* _How to complete this task_: Only part of the listing is needed, namely the lines from its start through the line with "positive clicks: (202, 475)", and they should be retyped exactly.

* _Given records_:
═══
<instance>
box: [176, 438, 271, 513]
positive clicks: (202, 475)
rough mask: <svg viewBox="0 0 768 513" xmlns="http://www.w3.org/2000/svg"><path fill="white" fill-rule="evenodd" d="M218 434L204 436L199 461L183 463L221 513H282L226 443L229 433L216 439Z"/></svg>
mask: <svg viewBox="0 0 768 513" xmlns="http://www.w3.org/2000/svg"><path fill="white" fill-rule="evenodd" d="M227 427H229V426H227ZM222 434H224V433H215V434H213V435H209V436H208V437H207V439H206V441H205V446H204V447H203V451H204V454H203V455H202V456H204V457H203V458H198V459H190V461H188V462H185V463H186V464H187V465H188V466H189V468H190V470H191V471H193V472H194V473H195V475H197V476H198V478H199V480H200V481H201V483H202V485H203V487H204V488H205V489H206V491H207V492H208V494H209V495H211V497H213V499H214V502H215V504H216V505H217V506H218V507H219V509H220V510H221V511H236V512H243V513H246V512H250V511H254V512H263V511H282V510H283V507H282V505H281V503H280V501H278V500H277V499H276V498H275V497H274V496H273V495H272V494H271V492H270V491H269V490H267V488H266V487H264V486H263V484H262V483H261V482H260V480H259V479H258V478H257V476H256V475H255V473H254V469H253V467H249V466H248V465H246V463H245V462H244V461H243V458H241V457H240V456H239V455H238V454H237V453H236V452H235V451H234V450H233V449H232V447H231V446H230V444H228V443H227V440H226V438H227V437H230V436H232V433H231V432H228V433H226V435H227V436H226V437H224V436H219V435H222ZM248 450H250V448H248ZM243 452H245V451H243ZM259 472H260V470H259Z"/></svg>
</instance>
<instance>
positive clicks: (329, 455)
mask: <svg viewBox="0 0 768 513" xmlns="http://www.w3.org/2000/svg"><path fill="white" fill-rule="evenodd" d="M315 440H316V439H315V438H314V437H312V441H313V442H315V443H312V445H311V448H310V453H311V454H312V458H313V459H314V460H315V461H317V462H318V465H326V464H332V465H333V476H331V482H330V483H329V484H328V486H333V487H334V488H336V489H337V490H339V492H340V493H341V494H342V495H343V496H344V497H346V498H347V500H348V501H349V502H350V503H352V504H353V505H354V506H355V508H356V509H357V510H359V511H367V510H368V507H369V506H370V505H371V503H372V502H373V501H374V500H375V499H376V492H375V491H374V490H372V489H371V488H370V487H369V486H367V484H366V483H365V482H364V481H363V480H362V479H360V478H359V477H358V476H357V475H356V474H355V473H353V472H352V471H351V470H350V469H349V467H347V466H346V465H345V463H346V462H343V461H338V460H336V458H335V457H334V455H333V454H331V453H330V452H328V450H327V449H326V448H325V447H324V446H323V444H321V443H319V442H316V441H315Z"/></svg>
═══
* _Result of this task_:
<instance>
box: [176, 438, 271, 513]
positive clicks: (202, 475)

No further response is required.